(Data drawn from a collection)
****************************************

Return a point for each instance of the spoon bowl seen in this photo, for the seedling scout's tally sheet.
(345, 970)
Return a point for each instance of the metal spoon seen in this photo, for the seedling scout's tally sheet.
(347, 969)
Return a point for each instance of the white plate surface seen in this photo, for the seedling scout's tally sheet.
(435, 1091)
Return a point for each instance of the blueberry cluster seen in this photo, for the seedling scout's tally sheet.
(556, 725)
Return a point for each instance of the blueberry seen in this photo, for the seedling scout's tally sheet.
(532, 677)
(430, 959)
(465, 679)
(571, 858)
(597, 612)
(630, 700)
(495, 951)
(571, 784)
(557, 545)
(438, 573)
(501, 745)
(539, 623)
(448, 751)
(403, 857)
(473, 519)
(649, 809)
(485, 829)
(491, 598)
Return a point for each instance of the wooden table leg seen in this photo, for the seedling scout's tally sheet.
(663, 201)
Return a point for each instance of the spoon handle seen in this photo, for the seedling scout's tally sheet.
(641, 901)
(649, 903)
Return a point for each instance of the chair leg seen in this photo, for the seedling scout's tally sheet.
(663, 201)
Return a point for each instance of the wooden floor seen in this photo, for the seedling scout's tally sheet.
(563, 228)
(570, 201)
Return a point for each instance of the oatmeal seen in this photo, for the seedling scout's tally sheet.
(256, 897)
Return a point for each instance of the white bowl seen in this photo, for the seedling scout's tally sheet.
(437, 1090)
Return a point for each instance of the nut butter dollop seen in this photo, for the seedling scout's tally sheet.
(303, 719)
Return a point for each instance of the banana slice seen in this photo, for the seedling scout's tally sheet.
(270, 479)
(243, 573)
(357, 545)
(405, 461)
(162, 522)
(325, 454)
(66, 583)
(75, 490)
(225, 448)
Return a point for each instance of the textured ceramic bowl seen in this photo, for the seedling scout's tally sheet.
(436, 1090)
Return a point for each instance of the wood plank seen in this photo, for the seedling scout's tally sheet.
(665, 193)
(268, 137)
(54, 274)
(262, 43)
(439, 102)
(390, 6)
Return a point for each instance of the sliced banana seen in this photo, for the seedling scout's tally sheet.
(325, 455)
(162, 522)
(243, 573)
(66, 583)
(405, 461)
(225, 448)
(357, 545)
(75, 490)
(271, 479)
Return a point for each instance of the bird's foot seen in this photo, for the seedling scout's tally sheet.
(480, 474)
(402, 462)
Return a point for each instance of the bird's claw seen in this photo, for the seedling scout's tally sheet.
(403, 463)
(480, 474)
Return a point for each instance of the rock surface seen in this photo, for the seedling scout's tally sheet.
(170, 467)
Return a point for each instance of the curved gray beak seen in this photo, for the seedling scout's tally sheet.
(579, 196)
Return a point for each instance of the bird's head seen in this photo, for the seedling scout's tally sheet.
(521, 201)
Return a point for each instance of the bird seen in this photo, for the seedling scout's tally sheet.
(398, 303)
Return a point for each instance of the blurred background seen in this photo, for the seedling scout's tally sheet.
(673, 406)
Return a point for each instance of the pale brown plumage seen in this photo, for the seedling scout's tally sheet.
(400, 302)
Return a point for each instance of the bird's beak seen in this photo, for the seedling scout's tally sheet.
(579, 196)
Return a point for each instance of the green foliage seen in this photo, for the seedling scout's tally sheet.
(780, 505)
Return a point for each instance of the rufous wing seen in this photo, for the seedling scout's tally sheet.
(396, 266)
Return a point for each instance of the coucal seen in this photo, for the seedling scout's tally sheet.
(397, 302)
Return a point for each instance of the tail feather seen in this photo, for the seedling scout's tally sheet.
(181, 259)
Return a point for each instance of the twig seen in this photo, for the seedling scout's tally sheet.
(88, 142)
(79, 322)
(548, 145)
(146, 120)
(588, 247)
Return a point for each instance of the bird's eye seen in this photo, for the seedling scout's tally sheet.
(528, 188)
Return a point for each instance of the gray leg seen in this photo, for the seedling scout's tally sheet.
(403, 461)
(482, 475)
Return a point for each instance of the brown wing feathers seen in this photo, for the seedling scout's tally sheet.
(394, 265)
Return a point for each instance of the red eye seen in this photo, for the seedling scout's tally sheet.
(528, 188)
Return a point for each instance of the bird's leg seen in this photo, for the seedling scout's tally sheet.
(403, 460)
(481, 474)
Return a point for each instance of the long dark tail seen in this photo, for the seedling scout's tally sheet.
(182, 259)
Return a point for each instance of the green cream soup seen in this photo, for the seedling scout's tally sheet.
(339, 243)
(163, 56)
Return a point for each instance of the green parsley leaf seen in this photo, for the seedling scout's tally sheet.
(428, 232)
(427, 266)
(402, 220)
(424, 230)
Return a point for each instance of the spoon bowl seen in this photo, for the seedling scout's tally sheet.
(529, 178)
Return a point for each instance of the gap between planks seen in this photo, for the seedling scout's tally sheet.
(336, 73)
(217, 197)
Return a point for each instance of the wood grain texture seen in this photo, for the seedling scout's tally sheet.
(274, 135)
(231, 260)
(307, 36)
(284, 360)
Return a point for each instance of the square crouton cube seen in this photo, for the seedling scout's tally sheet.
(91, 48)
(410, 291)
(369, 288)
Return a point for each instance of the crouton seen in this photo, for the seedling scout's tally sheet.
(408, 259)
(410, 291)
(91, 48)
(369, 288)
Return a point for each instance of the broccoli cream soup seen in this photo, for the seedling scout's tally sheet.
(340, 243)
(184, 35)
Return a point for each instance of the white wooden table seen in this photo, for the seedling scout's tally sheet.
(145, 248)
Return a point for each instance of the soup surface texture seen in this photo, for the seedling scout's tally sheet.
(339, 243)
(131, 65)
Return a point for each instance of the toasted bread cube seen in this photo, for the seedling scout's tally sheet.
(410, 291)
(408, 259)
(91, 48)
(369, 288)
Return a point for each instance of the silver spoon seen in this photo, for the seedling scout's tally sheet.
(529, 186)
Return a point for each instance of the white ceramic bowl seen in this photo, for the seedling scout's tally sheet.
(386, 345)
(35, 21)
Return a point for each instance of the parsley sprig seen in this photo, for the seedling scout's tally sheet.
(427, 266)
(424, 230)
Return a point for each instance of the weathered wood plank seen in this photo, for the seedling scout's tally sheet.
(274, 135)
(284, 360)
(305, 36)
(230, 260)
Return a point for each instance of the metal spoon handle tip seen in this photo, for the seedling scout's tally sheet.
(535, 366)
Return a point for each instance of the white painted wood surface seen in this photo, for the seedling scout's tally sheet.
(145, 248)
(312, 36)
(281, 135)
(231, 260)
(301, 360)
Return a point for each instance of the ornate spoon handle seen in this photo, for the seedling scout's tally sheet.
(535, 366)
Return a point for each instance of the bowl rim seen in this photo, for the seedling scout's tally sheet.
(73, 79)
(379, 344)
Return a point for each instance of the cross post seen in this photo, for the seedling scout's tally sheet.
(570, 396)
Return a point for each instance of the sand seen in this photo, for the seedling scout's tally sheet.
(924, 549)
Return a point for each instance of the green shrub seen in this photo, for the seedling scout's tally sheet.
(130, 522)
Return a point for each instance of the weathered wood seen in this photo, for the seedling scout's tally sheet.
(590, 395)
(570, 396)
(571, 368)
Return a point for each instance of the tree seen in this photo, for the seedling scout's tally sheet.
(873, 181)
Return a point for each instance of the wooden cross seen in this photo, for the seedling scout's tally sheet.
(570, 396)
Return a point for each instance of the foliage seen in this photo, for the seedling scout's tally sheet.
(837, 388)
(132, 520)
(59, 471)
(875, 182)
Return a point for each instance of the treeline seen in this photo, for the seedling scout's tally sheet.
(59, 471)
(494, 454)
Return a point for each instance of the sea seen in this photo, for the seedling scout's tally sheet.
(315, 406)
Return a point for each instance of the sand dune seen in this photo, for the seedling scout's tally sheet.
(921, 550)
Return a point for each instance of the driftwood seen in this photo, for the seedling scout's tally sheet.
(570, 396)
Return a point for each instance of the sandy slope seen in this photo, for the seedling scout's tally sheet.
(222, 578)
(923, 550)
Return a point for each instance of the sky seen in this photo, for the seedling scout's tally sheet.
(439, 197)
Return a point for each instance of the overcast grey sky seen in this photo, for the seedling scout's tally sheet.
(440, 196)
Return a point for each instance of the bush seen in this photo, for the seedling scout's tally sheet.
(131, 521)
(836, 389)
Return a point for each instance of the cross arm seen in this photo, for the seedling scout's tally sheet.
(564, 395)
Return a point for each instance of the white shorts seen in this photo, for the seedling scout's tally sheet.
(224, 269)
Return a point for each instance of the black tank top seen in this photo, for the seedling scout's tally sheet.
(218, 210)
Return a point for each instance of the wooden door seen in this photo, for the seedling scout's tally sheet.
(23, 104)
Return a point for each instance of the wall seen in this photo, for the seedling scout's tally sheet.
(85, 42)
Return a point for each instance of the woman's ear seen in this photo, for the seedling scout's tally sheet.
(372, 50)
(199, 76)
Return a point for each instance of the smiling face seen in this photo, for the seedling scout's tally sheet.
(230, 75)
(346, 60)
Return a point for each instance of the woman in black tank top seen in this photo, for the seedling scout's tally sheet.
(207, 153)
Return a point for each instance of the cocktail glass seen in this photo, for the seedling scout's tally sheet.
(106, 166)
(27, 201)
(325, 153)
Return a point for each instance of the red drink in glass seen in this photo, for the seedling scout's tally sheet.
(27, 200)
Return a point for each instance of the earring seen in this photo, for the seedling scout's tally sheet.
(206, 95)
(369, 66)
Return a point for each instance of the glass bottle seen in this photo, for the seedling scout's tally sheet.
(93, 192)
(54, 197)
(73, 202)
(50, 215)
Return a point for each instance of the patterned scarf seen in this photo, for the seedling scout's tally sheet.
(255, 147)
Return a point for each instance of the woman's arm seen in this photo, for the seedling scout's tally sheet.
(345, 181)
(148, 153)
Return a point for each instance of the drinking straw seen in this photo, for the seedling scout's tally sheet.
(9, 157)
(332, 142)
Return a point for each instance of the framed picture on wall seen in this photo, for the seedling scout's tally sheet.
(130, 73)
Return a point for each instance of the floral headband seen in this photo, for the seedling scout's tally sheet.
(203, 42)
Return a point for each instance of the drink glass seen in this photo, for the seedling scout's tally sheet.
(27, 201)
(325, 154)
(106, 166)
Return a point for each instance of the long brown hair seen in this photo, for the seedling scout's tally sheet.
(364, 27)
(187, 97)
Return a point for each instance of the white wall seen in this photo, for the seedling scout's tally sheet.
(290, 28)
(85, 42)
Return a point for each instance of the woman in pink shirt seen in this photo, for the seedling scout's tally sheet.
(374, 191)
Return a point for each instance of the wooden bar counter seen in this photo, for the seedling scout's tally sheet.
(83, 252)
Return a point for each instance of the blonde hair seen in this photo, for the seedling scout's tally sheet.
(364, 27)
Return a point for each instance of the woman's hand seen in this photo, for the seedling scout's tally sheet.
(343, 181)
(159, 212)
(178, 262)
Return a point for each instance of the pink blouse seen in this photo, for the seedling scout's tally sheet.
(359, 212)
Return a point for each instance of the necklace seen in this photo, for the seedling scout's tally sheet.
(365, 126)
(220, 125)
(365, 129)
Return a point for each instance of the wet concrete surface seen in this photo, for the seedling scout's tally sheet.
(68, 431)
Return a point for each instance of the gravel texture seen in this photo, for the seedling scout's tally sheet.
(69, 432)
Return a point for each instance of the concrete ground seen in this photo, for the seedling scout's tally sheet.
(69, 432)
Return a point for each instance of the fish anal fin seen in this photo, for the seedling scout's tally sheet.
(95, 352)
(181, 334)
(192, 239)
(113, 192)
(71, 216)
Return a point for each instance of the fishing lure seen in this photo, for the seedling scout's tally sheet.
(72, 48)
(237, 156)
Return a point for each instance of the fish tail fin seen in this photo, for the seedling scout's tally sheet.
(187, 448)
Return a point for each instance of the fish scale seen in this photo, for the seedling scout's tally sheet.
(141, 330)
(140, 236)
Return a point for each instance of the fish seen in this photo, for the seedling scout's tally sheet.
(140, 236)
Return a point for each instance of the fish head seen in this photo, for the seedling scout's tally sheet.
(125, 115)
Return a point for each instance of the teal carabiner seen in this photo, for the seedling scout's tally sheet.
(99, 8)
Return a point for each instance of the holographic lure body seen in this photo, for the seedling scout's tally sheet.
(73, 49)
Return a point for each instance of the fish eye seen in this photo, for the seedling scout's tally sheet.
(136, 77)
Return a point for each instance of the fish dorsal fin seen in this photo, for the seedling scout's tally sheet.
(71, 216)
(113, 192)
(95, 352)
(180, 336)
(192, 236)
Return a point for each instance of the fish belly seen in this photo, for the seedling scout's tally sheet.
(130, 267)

****************************************

## Problem requirements
Reproduce the entries unchanged, starting at the line that contains "Return a point for each instance of the fish dorsal" and continuing through the last line of the entries, with both ends included.

## Result of the task
Return a point for each instance of the fish dorsal fin seen in this photo, for the seedling scout's tally sheet.
(71, 216)
(113, 192)
(95, 352)
(180, 336)
(192, 236)
Return a point for each instance of the fish belly seen in this photo, for the seedling scout's tally sheet.
(130, 267)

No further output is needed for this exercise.